#### Work to be completed
Copy the stretch of the data below word for word, from the line containing "Given the photograph above, point out the distant" through the end of the data.

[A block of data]

☆ ☆ ☆ ☆

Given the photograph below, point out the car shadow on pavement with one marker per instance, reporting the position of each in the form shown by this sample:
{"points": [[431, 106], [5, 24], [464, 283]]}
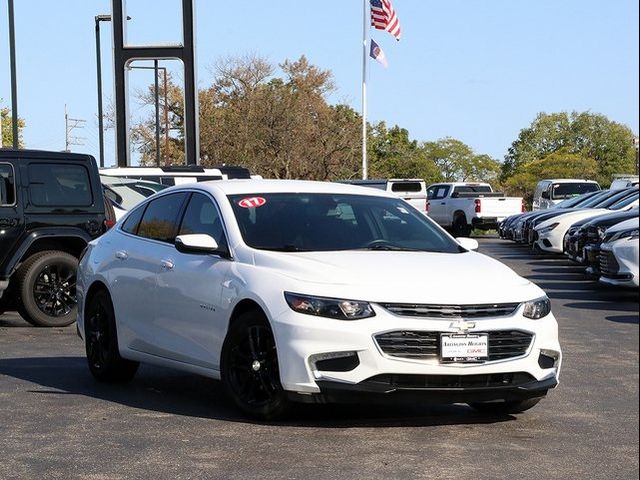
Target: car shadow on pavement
{"points": [[170, 392]]}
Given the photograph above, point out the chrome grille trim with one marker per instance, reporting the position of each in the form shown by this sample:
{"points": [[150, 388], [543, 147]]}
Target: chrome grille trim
{"points": [[451, 311], [417, 345]]}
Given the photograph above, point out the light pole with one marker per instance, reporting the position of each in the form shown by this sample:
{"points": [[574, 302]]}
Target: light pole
{"points": [[98, 19], [155, 68], [14, 83], [635, 144]]}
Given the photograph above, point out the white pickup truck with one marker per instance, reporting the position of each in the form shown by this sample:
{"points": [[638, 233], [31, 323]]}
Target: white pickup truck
{"points": [[413, 191], [462, 207]]}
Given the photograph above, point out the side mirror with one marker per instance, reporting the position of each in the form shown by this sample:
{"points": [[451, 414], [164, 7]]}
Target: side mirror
{"points": [[196, 243], [468, 243]]}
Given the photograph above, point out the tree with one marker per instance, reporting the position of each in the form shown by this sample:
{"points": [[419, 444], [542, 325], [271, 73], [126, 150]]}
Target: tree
{"points": [[392, 154], [6, 127], [559, 164], [589, 136]]}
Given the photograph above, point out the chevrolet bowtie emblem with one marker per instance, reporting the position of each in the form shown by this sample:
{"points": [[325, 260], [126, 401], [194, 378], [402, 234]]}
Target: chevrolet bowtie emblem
{"points": [[462, 325]]}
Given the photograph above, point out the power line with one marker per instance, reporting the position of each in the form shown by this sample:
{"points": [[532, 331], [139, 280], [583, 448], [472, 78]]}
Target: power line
{"points": [[71, 124]]}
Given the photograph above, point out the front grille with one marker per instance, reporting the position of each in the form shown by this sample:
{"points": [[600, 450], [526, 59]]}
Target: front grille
{"points": [[418, 345], [417, 382], [608, 263], [451, 311]]}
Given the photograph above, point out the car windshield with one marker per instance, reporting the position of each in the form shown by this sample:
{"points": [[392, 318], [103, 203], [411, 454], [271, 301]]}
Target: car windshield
{"points": [[304, 222], [579, 200], [567, 190], [625, 202]]}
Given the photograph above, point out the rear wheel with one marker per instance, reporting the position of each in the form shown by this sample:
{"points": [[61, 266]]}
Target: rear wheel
{"points": [[47, 289], [510, 407], [249, 367], [101, 342]]}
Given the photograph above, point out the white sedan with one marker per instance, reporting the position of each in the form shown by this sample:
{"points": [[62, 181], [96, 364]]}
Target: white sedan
{"points": [[306, 291], [550, 234], [619, 256]]}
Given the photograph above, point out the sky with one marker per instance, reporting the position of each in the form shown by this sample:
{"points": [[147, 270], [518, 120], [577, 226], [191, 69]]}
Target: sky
{"points": [[475, 70]]}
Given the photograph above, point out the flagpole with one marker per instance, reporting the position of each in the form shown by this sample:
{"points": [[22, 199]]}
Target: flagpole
{"points": [[365, 29]]}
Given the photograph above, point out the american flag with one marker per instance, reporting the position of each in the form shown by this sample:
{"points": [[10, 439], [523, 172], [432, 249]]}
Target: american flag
{"points": [[383, 17]]}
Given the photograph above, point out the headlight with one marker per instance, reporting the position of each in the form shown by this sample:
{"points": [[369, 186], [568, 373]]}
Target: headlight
{"points": [[337, 308], [625, 234], [538, 308], [547, 229]]}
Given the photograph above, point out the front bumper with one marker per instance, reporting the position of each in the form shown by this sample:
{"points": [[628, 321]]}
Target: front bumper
{"points": [[302, 340], [430, 389]]}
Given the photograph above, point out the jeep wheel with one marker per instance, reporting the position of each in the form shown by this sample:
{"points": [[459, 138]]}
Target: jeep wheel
{"points": [[47, 289], [101, 342]]}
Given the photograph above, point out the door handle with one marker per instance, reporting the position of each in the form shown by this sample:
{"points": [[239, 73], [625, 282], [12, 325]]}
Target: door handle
{"points": [[8, 222], [166, 264]]}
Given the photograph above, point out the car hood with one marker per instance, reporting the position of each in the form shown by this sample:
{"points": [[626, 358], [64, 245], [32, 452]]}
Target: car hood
{"points": [[570, 218], [413, 277]]}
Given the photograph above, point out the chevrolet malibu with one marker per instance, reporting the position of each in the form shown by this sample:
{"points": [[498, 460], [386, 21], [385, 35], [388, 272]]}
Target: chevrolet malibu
{"points": [[312, 292]]}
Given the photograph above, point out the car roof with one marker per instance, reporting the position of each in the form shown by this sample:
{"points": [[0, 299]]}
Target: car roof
{"points": [[252, 187]]}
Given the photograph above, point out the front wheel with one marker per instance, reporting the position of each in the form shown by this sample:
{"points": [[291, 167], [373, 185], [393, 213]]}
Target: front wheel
{"points": [[249, 367], [505, 408], [101, 342]]}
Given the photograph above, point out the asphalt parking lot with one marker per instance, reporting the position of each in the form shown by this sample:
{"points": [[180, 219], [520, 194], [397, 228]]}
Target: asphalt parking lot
{"points": [[56, 422]]}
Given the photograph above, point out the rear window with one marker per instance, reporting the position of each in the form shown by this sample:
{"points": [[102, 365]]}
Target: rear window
{"points": [[7, 185], [472, 189], [55, 185], [406, 187], [160, 219], [567, 190]]}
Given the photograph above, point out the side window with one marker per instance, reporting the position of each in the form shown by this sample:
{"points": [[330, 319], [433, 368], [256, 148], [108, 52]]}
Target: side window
{"points": [[160, 219], [7, 185], [55, 185], [130, 225], [441, 192], [201, 216]]}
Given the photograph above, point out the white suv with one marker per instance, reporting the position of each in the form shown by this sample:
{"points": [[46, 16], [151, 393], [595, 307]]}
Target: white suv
{"points": [[313, 292]]}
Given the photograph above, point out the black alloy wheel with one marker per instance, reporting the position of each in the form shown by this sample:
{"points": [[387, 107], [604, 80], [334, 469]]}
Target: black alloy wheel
{"points": [[47, 289], [101, 342], [250, 367]]}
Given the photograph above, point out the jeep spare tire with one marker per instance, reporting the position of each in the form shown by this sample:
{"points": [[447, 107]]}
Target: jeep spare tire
{"points": [[47, 289]]}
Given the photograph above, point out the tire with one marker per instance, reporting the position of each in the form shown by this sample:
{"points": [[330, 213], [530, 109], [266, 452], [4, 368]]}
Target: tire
{"points": [[101, 342], [460, 227], [47, 289], [506, 408], [249, 368]]}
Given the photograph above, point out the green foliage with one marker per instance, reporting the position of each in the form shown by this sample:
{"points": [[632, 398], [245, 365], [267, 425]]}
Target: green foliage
{"points": [[7, 128], [587, 136], [559, 164]]}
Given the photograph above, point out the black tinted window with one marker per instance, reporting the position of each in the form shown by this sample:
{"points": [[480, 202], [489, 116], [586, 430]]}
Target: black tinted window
{"points": [[59, 185], [160, 219], [130, 225], [201, 216], [7, 185], [566, 190], [327, 222], [406, 187]]}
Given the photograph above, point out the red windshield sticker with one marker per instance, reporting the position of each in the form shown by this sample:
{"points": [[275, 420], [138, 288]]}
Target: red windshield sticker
{"points": [[252, 202]]}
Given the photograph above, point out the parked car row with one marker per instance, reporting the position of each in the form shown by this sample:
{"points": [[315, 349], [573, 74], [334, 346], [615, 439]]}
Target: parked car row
{"points": [[598, 229]]}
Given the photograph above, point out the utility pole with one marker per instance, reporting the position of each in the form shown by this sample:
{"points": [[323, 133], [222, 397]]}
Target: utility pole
{"points": [[71, 124], [14, 82]]}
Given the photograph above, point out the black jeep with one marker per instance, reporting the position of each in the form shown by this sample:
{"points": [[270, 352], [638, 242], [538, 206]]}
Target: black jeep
{"points": [[51, 206]]}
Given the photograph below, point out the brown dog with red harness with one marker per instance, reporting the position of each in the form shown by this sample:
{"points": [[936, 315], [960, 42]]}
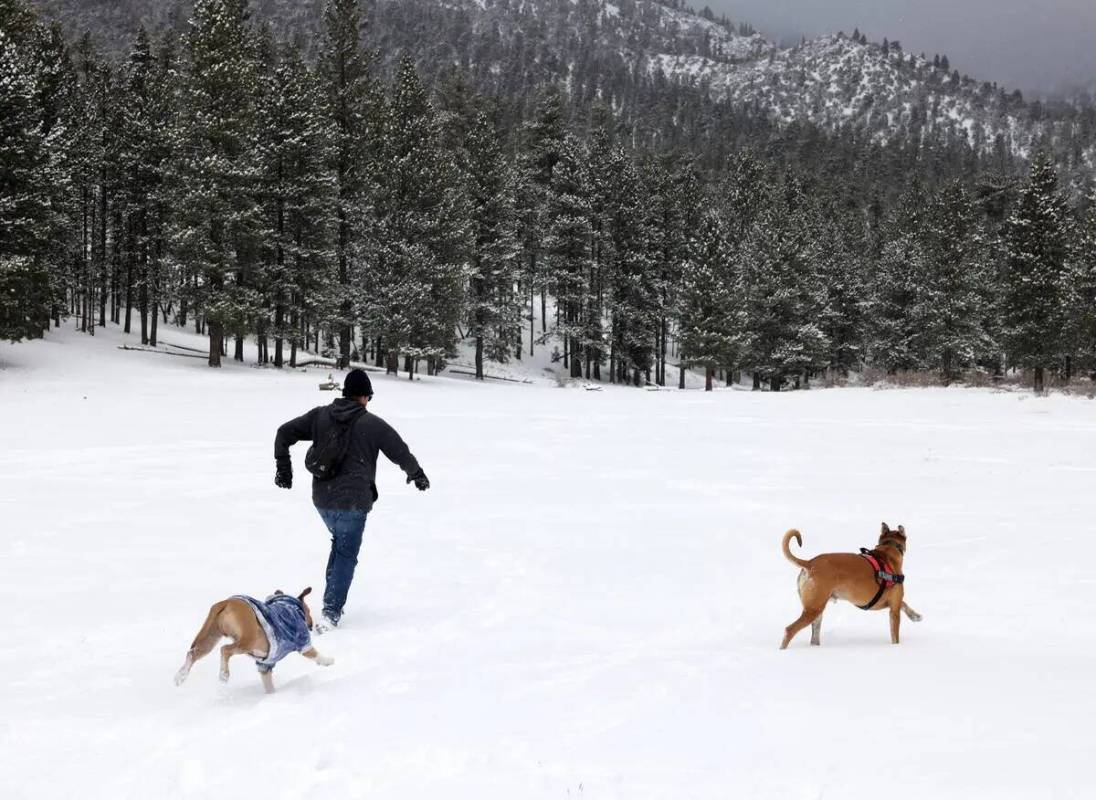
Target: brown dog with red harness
{"points": [[255, 629], [871, 580]]}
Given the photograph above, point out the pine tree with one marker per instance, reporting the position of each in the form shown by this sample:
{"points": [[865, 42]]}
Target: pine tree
{"points": [[957, 303], [494, 305], [1037, 246], [353, 107], [420, 232], [1081, 294], [709, 326], [298, 192], [783, 293], [540, 145], [897, 290], [631, 272], [567, 248], [213, 172], [25, 223], [145, 152]]}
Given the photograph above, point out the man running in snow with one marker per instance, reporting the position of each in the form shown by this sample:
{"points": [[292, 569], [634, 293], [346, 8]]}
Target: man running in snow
{"points": [[345, 499]]}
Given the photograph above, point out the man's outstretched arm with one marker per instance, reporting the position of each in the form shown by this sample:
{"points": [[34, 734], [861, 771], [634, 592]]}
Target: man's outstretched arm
{"points": [[290, 433], [397, 452]]}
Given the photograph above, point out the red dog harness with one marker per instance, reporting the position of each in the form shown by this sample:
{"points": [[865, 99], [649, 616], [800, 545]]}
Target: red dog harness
{"points": [[886, 578]]}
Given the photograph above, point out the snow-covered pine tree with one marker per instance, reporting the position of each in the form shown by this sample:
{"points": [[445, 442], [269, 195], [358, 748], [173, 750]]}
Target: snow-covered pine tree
{"points": [[353, 106], [26, 298], [781, 289], [494, 305], [956, 299], [1037, 262], [568, 248], [420, 232], [215, 223], [631, 271], [297, 187], [672, 218], [145, 152], [540, 141], [709, 326], [1083, 295], [842, 264]]}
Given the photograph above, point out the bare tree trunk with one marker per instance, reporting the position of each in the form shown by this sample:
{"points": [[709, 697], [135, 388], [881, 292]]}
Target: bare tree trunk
{"points": [[216, 342]]}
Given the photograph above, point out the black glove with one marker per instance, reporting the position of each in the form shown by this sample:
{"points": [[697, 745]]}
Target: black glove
{"points": [[283, 477]]}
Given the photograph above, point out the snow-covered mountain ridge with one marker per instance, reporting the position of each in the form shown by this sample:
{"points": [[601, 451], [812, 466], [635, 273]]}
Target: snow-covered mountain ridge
{"points": [[606, 49]]}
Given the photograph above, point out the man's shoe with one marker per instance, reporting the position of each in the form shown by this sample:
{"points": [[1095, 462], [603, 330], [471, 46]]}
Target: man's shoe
{"points": [[327, 623]]}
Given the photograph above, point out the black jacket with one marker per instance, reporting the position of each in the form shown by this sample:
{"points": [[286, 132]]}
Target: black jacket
{"points": [[355, 486]]}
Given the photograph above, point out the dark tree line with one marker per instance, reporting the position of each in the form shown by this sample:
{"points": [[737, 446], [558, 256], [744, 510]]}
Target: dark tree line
{"points": [[306, 197]]}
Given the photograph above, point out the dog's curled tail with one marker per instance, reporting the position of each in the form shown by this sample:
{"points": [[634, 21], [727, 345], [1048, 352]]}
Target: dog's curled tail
{"points": [[787, 550]]}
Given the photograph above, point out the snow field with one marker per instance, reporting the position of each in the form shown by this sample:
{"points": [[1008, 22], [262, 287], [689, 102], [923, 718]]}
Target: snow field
{"points": [[586, 603]]}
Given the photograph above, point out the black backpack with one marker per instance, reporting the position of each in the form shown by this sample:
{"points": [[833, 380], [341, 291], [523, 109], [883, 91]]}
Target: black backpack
{"points": [[330, 443]]}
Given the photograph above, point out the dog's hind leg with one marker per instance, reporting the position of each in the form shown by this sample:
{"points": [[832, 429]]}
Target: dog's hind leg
{"points": [[203, 643], [227, 652], [914, 617], [321, 660], [806, 618]]}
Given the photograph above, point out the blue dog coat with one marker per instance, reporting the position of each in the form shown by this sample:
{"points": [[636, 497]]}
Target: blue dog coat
{"points": [[283, 620]]}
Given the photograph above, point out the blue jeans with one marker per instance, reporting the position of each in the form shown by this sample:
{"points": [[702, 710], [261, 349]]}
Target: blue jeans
{"points": [[346, 528]]}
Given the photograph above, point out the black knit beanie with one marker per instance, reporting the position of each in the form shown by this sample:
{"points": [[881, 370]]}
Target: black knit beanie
{"points": [[357, 384]]}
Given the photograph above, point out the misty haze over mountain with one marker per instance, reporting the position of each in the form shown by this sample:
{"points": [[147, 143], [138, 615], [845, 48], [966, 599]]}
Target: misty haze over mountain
{"points": [[1034, 47]]}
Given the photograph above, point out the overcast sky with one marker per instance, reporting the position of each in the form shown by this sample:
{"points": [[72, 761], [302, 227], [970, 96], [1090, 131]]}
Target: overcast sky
{"points": [[1025, 44]]}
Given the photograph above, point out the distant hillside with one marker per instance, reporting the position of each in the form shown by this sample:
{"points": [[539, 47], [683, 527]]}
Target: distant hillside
{"points": [[605, 50]]}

☆ ☆ ☆ ☆

#### Reply
Given the photograph above, point out the distant hillside with one marker per instance, reporting the position of each in the form shown by this sample:
{"points": [[539, 47], [683, 527]]}
Target: distant hillside
{"points": [[605, 50]]}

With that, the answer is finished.